Howlett v. Walker, 417 F. Supp. 84 (N.D. Ill. 1976)

US District Court for the Northern District of Illinois - 417 F. Supp. 84 (N.D. Ill. 1976)
May 19, 1976

417 F. Supp. 84 (1976)

Michael J. HOWLETT et al., Plaintiffs,
v.
Daniel A. WALKER et al., Defendants.

No. 76 C 1046.

United States District Court, N. D. Illinois, E. D.

May 19, 1976.

*85 Don H. Reuben and Thomas F. Ging, Kirkland, Ellis, Hodson, Chaffetz & Masters, Chicago, Ill., for plaintiffs.

Thomas R. Meites, Chicago, Ill., for defendant Tsoumas.

Kenneth F. Levin, Beatty & Levin, Chicago, Ill., for defendant Walker.

Robert A. Creamer, Keck, Cushman, Mahin & Cate, Chicago, Ill., for defendants.

 
*86 DECISION ON DEFENDANTS' MOTIONS TO DISMISS

McMILLEN, District Judge.

______________________________

[Short problem A]: Copy everything in the records verbatim, from the line containing "query (the noun phrase to segment): **footprint" down to the last line of the records, including both of those lines.
The Howlett v. Walker excerpt has no connection to the records that come after it.

[Stored rows]:
______________________________

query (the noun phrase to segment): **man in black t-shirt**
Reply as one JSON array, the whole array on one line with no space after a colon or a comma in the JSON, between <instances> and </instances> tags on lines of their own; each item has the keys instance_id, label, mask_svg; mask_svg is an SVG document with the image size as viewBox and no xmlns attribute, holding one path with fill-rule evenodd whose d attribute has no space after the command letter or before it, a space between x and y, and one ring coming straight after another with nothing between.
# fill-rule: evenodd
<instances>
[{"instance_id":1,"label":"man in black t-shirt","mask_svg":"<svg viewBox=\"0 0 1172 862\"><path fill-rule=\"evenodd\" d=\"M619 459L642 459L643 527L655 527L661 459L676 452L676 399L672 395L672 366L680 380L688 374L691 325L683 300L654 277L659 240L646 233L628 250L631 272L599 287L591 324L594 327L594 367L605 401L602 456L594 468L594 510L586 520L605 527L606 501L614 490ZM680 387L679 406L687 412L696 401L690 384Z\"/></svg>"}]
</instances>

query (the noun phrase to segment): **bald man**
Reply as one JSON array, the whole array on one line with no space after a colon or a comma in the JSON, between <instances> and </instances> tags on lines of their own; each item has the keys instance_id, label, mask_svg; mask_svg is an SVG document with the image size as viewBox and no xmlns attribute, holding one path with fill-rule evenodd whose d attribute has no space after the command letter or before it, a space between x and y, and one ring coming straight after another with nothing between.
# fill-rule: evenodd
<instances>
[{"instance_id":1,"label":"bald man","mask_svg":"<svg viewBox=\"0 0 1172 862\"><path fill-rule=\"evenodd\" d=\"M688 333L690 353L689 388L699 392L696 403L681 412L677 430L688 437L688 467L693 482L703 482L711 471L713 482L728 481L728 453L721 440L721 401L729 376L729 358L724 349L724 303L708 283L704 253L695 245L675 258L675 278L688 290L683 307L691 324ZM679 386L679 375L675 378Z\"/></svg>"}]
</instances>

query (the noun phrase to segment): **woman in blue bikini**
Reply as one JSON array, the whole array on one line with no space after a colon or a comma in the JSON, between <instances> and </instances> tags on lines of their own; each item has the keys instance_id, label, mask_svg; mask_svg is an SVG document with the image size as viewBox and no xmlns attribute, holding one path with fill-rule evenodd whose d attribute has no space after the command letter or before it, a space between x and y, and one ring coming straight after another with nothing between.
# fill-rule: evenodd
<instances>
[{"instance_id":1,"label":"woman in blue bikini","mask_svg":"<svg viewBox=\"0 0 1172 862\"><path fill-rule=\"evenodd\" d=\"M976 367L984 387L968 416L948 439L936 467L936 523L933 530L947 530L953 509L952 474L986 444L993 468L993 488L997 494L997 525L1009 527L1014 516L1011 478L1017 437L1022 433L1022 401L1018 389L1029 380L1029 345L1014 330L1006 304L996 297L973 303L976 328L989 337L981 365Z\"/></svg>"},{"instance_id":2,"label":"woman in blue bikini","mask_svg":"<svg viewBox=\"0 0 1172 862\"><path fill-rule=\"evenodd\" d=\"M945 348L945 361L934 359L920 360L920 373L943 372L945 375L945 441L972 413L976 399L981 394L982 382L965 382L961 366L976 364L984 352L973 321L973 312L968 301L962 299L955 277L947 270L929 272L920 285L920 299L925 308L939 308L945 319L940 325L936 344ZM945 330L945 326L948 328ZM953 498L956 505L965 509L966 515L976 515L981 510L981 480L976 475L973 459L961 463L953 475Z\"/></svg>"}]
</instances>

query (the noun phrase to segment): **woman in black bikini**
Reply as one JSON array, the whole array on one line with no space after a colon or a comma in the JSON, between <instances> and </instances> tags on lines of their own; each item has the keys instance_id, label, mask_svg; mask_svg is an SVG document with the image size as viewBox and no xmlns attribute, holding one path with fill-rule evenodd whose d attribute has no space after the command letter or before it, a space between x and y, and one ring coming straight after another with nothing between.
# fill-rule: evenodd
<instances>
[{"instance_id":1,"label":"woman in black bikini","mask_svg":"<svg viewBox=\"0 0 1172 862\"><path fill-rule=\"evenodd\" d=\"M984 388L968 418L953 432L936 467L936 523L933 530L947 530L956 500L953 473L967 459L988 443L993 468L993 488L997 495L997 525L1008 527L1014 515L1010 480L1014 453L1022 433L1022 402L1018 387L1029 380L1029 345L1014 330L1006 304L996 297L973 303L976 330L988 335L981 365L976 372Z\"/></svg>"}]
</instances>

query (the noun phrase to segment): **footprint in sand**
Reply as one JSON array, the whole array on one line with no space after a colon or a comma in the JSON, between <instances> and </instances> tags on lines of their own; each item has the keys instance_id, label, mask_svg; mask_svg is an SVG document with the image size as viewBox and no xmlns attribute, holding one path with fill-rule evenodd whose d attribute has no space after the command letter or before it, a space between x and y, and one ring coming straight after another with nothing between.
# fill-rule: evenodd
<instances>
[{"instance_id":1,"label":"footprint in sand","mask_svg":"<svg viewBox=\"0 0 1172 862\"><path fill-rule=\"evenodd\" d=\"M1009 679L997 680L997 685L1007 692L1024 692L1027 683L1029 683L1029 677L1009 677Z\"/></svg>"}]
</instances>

______________________________

[Short problem B]: Repeat everything in the Howlett v. Walker excerpt verbatim, from "No. 76 C 1046." down to "for defendant Tsoumas.".

[Written answer A]:
query (the noun phrase to segment): **footprint in sand**
Reply as one JSON array, the whole array on one line with no space after a colon or a comma in the JSON, between <instances> and </instances> tags on lines of their own; each item has the keys instance_id, label, mask_svg; mask_svg is an SVG document with the image size as viewBox and no xmlns attribute, holding one path with fill-rule evenodd whose d attribute has no space after the command letter or before it, a space between x and y, and one ring coming straight after another with nothing between.
# fill-rule: evenodd
<instances>
[{"instance_id":1,"label":"footprint in sand","mask_svg":"<svg viewBox=\"0 0 1172 862\"><path fill-rule=\"evenodd\" d=\"M1009 679L997 680L997 685L1007 692L1024 692L1027 683L1029 683L1029 677L1009 677Z\"/></svg>"}]
</instances>

[Written answer B]:
No. 76 C 1046.

United States District Court, N. D. Illinois, E. D.

May 19, 1976.

*85 Don H. Reuben and Thomas F. Ging, Kirkland, Ellis, Hodson, Chaffetz & Masters, Chicago, Ill., for plaintiffs.

Thomas R. Meites, Chicago, Ill., for defendant Tsoumas.